:: Задания ::
(1) Ответьте на вопросы по отрывку о Сальери и Моцарте.
(a) С каким композитором Сальери познакомился в конце 1760-х годов?
(b) Какое сочинение связывает Сальери с П. О. Бомарше?
(c) Как называется книга Джона Райса?
(2) Допишите отрывок о Сальери и Моцарте, начав сразу после его последнего предложения.

:: Отрывок текста ::
<<<<
Исторически достоверные данные в пьесе исчерпываются связью Сальери с П. О. Бомарше (сочинением «Тарара») и его близостью к К. В. Глюку[63]. Но, поскольку «великий Глюк», с которым Сальери познакомился ещё в конце 1760-х годов, открыл не «новы тайны»[35], а новые пути развития «серьёзной» оперы (оперы-сериа), Пушкин, заставив своего Сальери преклоняться перед Моцартом, пренебрёг важным обстоятельством, которым реальный Сальери пренебречь не мог. «Сальери… — писал Герман Аберт, — оказался вовлечённым в фарватер высокой музыкальной драмы. Естественно, что с этим было связано отмежевание от Моцарта и его искусства, что не могло не отразиться и на личных отношениях обоих мастеров»[94]. Их различное отношение к Глюку, считал Аберт, препятствовало какому бы то ни было духовному сближению[79]. Джон Райс в своей книге «Антонио Сальери и венская опера», показывая на конкретных примерах, как Моцарт учился у Сальери, со своей стороны, замечает, что и Сальери было чему поучиться у Моцарта, «но он, похоже, не спешил это делать»[95]. «Ты, Моцарт, бог»[52], — на самом деле два композитора шли разными путями, и для реального Сальери единственным богом на земле был Глюк, путеводной звездой его были не «райские песни» пушкинского Моцарта, а «высокая музыкальная драма», в которой Моцарт себя не проявил[96][97].
>>>>
:: Исходные данные ::
<<<<
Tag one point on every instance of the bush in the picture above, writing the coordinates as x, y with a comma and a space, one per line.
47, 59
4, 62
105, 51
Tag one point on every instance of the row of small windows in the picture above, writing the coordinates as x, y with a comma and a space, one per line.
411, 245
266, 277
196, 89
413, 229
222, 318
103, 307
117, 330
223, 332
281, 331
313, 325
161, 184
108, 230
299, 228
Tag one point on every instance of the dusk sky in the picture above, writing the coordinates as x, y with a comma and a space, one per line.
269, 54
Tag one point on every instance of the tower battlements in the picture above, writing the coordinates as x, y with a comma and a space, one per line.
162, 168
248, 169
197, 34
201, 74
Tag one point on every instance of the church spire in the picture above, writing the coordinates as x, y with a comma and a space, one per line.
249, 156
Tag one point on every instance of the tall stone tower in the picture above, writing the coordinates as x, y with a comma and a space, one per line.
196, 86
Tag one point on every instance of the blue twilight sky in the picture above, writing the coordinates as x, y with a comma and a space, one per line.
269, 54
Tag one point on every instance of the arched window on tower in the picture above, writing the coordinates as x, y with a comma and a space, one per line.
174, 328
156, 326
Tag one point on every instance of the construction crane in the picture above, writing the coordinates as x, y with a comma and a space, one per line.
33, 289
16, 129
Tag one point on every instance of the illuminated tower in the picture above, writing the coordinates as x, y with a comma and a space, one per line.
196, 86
>>>>
<<<<
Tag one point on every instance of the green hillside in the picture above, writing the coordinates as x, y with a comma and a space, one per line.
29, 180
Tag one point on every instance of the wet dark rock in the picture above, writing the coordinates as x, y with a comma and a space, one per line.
>>>>
:: Ответы ::
(1)
(a) С К. В. Глюком.
(b) «Тарара».
(c) «Антонио Сальери и венская опера».

(2)
Наконец, как композитор Сальери не был склонен «поверять алгеброй гармонию». «Подобные эксперименты, — пишет Лариса Кириллина, — проводили другие музыканты, которых, однако, никто не упрекал впоследствии в „умерщвлении“ художественной материи»[98]. Для современников скорее музыка Моцарта была слишком «учёной»[98]; с музыкальным стилем Сальери труп не сочетался никак: он был эмпириком, а не догматиком[98]. Сопоставляя свидетельства современников о Сальери с пушкинским героем, Л. Кириллина приходит к заключению: «Просто не тот человек»[98]. Этот разительный диссонанс можно было бы объяснить тем, что Пушкин об Антонио Сальери, «в действительности добродушном и доброжелательном человеке», по Аберту[79], имел лишь самое приблизительное представление. Но более близкое знакомство с оригиналом ему могло бы только помешать: реальный Сальери в заданную мифологическую концепцию никак не вписывался[98].
*****
***
*****
Дискуссия о клевете[править | править код]
Нравственное чувство, как и талант, даётся не всякому
— А. С. Пушкин [99].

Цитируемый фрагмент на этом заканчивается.